- _WORK REQUEST_:
After locating the line that contains "What bounding box contains the grass lawn" in the following entries, reproduce it and each later line exactly, including the last.

(Dataset entries)
========================================
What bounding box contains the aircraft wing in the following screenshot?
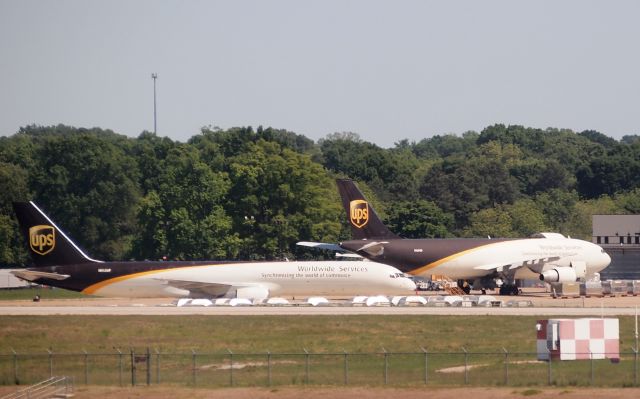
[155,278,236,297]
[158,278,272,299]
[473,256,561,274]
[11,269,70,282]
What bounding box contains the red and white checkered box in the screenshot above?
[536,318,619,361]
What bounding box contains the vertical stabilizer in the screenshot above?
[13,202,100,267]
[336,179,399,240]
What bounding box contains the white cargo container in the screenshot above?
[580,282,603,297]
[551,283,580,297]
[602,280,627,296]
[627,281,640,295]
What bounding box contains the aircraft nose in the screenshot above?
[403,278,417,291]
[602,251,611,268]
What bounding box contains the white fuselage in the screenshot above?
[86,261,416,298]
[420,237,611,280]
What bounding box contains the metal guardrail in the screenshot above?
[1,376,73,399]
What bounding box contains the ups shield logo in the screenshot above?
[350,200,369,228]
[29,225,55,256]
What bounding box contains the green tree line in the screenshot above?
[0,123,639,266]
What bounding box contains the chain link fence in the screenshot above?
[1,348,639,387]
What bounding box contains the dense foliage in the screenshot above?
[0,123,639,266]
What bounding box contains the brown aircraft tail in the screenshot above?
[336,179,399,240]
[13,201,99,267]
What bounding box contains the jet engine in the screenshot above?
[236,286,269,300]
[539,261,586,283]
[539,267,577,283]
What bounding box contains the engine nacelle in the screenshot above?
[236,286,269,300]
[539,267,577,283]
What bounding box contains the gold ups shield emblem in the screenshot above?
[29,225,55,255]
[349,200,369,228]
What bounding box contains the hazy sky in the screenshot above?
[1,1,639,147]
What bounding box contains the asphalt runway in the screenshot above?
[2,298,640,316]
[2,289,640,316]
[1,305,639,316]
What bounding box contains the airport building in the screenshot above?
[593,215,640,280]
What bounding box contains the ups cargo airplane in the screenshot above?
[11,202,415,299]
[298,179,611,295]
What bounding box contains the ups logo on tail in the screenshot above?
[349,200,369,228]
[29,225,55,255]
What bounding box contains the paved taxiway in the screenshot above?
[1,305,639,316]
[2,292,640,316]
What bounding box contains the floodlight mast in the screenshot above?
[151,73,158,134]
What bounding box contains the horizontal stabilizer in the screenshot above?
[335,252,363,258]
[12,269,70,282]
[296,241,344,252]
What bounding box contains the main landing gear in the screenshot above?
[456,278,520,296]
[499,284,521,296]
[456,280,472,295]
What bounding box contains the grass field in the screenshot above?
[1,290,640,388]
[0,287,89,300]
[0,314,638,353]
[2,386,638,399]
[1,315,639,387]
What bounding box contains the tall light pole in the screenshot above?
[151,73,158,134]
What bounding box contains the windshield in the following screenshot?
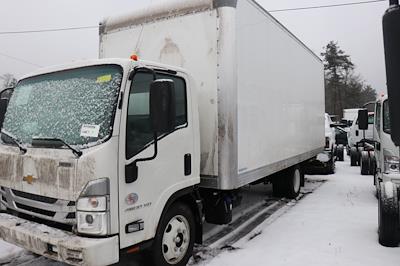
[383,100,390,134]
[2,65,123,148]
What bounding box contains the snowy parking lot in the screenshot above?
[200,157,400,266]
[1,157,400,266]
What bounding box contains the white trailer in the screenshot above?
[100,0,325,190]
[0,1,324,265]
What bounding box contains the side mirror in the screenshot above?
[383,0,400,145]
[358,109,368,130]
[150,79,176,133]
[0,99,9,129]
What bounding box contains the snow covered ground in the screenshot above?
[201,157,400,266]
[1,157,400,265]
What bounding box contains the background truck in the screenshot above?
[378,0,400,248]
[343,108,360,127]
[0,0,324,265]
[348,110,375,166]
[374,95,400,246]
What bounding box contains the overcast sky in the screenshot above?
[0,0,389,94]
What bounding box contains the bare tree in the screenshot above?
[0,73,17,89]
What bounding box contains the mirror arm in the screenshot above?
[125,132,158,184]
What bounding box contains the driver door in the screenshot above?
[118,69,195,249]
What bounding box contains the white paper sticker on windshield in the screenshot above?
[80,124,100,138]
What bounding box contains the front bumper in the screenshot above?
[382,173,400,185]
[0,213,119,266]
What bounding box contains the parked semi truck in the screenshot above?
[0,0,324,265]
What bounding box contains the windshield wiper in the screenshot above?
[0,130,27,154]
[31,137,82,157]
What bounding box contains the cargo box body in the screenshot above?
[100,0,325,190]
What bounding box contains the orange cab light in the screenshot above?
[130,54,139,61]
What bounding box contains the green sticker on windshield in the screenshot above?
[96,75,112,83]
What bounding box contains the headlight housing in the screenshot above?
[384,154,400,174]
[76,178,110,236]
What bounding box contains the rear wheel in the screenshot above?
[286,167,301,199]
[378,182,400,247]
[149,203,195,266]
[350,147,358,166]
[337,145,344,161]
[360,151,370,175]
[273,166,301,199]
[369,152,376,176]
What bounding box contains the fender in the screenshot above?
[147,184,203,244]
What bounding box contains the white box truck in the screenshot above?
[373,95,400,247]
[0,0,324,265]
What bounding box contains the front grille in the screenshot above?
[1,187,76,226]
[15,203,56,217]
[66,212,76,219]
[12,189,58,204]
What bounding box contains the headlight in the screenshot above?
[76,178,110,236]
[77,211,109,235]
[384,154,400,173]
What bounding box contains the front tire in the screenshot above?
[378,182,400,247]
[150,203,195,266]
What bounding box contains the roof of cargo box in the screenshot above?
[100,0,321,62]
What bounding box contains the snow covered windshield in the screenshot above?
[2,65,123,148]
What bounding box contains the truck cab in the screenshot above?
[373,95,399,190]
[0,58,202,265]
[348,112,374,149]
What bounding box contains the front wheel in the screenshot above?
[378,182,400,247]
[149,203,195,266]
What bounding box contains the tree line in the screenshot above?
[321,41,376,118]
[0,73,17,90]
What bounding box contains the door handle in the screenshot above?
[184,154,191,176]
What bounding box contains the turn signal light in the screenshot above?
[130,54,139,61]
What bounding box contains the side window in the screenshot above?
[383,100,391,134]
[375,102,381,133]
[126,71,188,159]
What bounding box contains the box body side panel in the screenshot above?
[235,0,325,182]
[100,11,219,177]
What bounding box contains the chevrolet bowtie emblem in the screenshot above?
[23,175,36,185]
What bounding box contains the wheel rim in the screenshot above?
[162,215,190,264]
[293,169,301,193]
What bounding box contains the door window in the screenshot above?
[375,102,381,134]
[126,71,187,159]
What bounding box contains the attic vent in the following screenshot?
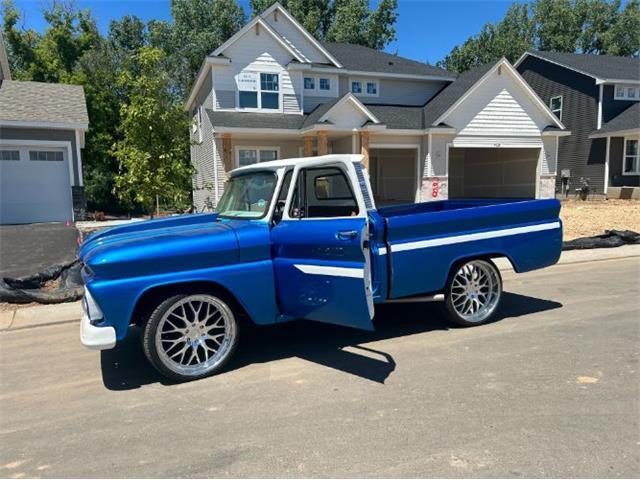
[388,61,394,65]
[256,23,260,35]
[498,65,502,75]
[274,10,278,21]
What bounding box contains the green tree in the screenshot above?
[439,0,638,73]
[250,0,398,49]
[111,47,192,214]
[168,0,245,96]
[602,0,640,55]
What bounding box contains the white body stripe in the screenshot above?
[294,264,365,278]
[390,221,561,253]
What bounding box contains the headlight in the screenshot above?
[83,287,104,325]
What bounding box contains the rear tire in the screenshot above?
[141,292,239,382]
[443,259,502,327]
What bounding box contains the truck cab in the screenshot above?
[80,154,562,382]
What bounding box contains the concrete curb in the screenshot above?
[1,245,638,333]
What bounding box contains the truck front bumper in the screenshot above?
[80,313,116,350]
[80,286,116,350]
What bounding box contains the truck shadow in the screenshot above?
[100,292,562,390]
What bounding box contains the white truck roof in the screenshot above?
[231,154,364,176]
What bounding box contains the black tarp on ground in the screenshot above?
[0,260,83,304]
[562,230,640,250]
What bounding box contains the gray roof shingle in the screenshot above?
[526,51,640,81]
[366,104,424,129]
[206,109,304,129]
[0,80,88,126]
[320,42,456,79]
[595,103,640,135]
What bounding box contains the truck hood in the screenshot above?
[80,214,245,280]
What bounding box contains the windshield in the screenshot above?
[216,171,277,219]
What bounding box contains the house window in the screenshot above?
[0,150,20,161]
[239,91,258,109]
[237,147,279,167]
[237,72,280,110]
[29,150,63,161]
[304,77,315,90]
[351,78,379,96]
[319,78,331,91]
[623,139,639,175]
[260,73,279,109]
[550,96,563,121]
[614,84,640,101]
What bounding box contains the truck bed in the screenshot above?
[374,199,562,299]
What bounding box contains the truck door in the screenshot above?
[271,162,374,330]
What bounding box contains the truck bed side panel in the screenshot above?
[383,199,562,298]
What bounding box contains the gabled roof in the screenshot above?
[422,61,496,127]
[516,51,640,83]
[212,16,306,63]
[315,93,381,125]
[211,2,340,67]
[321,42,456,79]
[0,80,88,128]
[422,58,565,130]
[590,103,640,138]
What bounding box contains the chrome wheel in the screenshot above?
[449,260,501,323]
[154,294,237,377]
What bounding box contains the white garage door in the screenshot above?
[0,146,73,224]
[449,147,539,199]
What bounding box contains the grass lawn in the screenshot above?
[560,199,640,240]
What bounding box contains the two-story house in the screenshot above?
========================================
- _FINAL ANSWER_:
What bounding box contains the grass lawn in the screenshot above?
[560,199,640,240]
What bounding box contains the two-story house in the screenshot above?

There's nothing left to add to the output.